**Written problem:**
Set out the items below as a Markdown table with two columns, Row and Line: each non-blank line gets its own row and a running number, and blank lines are dropped. Leave the pictures out of the answer.

**Material provided:**

────────────────

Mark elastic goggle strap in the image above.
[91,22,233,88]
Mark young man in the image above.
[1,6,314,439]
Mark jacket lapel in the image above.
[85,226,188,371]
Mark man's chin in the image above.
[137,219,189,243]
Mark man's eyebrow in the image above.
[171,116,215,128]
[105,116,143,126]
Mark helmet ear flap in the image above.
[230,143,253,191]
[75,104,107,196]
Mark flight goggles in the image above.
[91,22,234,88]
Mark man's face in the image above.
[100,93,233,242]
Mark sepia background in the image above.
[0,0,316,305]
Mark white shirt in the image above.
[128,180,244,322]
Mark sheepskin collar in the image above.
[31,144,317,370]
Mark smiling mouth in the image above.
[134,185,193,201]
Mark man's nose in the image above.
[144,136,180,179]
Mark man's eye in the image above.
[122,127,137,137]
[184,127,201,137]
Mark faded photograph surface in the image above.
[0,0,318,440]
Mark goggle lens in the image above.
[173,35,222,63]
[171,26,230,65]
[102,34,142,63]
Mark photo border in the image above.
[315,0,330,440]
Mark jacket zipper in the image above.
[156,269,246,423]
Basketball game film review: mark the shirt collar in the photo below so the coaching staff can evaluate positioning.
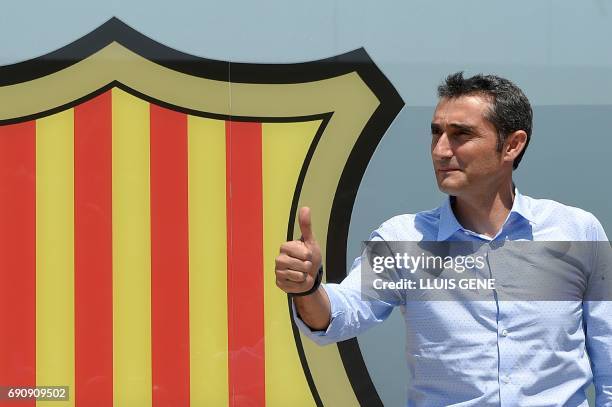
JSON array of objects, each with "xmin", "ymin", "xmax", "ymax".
[{"xmin": 437, "ymin": 188, "xmax": 535, "ymax": 242}]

────────────────

**Written answer:**
| Row | Line |
|---|---|
| 1 | Mark elastic goggle strap in the image above. |
| 2 | [91,22,233,88] |
| 3 | Mark young man in the image above. |
| 4 | [1,6,314,439] |
| 5 | Mark jacket lapel in the image above. |
| 6 | [85,226,188,371] |
| 7 | Mark man's chin in the image above. |
| 8 | [137,219,189,243] |
| 9 | Mark man's eyebrow in the image above. |
| 10 | [171,116,215,128] |
| 11 | [105,116,143,126] |
| 12 | Mark helmet ear flap in the image above. |
| 13 | [230,143,253,191] |
| 14 | [75,104,107,196] |
| 15 | Mark flight goggles in the image above. |
| 16 | [91,22,234,88] |
| 17 | Mark man's face in the image above. |
| 18 | [100,93,233,242] |
| 19 | Mark sepia background in the image above. |
| 20 | [0,0,316,305] |
| 21 | Mark white shirt in the image above. |
| 22 | [128,180,244,322] |
| 23 | Mark sheepskin collar in the image above. |
| 24 | [31,144,317,370] |
| 25 | Mark smiling mouth in the image above. |
| 26 | [134,185,193,201] |
| 27 | Mark man's nose in the image above. |
| 28 | [144,136,180,179] |
| 29 | Mark man's eye in the image above. |
| 30 | [122,127,137,137] |
| 31 | [184,127,201,137] |
| 32 | Mark faded photograph surface in the image above. |
| 33 | [0,0,318,440] |
| 34 | Mark goggle lens in the image above. |
| 35 | [173,35,222,63] |
| 36 | [171,26,230,65] |
| 37 | [102,34,142,63] |
| 38 | Mark photo border in the image above. |
| 39 | [315,0,330,440] |
| 40 | Mark jacket zipper in the image above. |
| 41 | [156,269,246,423] |
| 42 | Basketball game film review: mark the shirt collar in the photo below so the coaching staff can evaluate positioning. |
| 43 | JSON array of objects, each with "xmin", "ymin", "xmax", "ymax". |
| 44 | [{"xmin": 437, "ymin": 188, "xmax": 535, "ymax": 242}] |